Advances in navigation and augmented reality are transforming skull base surgery, offering greater precision and safety alongside emerging robotic tools.
Surgical robots have been used in various forms across several surgical specialties for over 20 years [1,2]. However, it is only relatively recently that they have been routinely used in otorhinolaryngology. Surgeons need a basic understanding of the general principles of robotics to grasp and utilise the tasks and complexity of robotic surgical systems. A role-based classification of robotic systems facilitates the necessary interdisciplinary dialogue between engineers and physicians (Table 1) [3].
In this classification, passive systems correspond to modern platforms that present the surgical field to the surgeon in an optimised view. This category also includes the surgical navigation systems already used in many specialties, known as ‘image-guided surgery’ (IGS). Semi-active systems enable limited actions of instruments or imaging components – for example, memory or stored-position functions (ZEISS Kinevo 900, Carl Zeiss Meditec AG, Germany). Active systems – current surgical robotic systems – play a direct role in the surgical application process. Here, the robot is in contact with the patient while the surgeon controls the instruments via a remote console (Figure 1).
Figure 1: Use of an optical navigation system (Scopis®) during paranasal sinus surgery. The infrared camera receives the reflections of the markers on the patient’s head and on the instruments. (© Oliver Kaschke)
With increasing size and complexity of surgical telerobotic systems, the robot becomes a complete interface between surgeon and patient: no longer merely ‘connected’, but ‘part of’ the surgical process. The surgeon’s ‘master’ hand is converted into a digital signal and transmitted to the robotic arm, where movements are executed accordingly.
One particular advantage of robots is the increased manoeuvrability of surgical instruments in confined spaces and along non-linear trajectories – i.e. when they are no longer in the surgeon’s direct line of sight. Conventional endoscopic and microscopic procedures in otorhinolaryngology and other fields generally offer four degrees of freedom. In contrast, robotic surgical systems such as the da Vinci (Intuitive Surgical, USA) offer six degrees of freedom. This added articulation has potential advantages in small, narrow anatomical regions, which are common in ENT surgery [3].

STUDY MATERIAL:
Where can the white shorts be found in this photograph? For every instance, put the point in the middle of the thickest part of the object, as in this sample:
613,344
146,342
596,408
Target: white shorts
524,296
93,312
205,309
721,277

EXERCISE AIM: Transcribe the passage on robotics in skull base surgery word for word, starting at "Advances in navigation" and ending at "emerging robotic tools.".

RESULT:
Advances in navigation and augmented reality are transforming skull base surgery, offering greater precision and safety alongside emerging robotic tools.